▸ **Written task A**
List the steps the blog post on green automation says the team started taking to keep test failures and instabilities to a minimum.
▸ **Written task B**
In the blog post on green automation, reproduce the passage from "The fact that we rely" to "passes all automation." word for word.

▸ **Article**
┄┄┄┄┄┄
A look inside: The Quest for Green Automation
One of the hardest things to achieve in any software development process is having an almost always green set of automated tests. Just like it is almost impossible to find and fix all bugs in a software, it is impossible to have tests always green. That doesn’t mean we shouldn’t try! In this blog post, we go over some challenges we have on a daily basis in regard to our automated test suites.
If you are developing a simple library and you design it from scratch using a methodology like Test Driven Development, for example, you are likely to end up with something that works well and has a nice set of fast and stable unit tests to accompany it. If you are developing anything more complex than that, unit tests will not be enough and you will need to add at least an additional integration test suite. Unity is very complex due to the number of features that need to integrate with each other and the fact that we support building games and applications on more than 20 different platforms. Testing software of this complexity meant we ended up creating a lot of high level internal testing frameworks.
Let’s take a look at some numbers! Our code base is 12 years old which means there is lots of legacy code intermixed with lots of new code. Here are some detailed stats collected using cloc:
Engine (Runtimes, Modules, Shaders):
- 663 kloc code + 55 kloc comments in 3.8k files
- 87% C++, 4% C#, 5% bindings, 2% shaders
Editor (Editor, Extensions, some Tools):
- 749 kloc code + 57 kloc comments in 4.6k files
- 51% C++, 44% C#, 4% bindings
- 464 kloc code + 52 kloc comments in 2.8k files
- 59% C++, 37% C#, 2% bindings
Tests (does not include all tests; some are inside editor/runtime, especially c++ unit tests):
- 301 kloc code + 21 kloc comments in 4.6k files
- 1% C++ :), 87% C#, 8% shaders
- 2.2 million lines of code + 185 thousand lines of comments
These numbers don’t include any of the external libraries we integrate into Unity. The tests are split into low-level C++ unit tests and high-level C# tests. The C# tests can be of many different kinds based on what they test: runtime, integration, asset import, graphics, performance, etc. In total we have about 60000 automated tests that are being executed tens of millions of times every month, both locally through manual runs and on our build farm.
The fact that we rely so much on high level automated tests means that we have to deal with test failures and instabilities on a constant basis. In order to keep these to a minimum we started doing a number of things:
- Make sure the head revision of trunk (main development branch) is always green
- Implement monitoring and reporting of tests
- Optimize the time spent executing tests
We use a development method that relies heavily on having multiple code branches that are kept in sync with and eventually merged back to trunk when ready. We want to always be able to have a build ready for release from the head revision of trunk, which means we want to make absolutely sure that it is always green. Everyone branching from trunk also wants to start their work on code that passes all automation.
┄┄┄┄┄┄
[Excerpts of pointing data]
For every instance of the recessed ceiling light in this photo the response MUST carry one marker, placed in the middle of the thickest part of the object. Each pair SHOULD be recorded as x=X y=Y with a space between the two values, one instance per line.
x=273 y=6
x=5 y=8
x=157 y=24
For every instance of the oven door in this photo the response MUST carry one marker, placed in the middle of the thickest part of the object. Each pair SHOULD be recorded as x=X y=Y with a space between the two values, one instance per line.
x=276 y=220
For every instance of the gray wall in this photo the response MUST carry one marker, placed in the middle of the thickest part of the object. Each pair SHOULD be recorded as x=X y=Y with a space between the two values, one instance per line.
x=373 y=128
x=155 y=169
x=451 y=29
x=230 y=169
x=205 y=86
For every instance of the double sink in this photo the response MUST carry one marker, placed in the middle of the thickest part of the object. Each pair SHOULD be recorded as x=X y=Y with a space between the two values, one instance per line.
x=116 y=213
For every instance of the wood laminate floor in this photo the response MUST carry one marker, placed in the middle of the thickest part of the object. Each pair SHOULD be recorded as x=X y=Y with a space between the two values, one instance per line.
┄┄┄┄┄┄
▸ **Task answer A**
- Make sure the head revision of trunk (main development branch) is always green
- Implement monitoring and reporting of tests
- Optimize the time spent executing tests

▸ **Task answer B**
The fact that we rely so much on high level automated tests means that we have to deal with test failures and instabilities on a constant basis. In order to keep these to a minimum we started doing a number of things:
- Make sure the head revision of trunk (main development branch) is always green
- Implement monitoring and reporting of tests
- Optimize the time spent executing tests
We use a development method that relies heavily on having multiple code branches that are kept in sync with and eventually merged back to trunk when ready. We want to always be able to have a build ready for release from the head revision of trunk, which means we want to make absolutely sure that it is always green. Everyone branching from trunk also wants to start their work on code that passes all automation.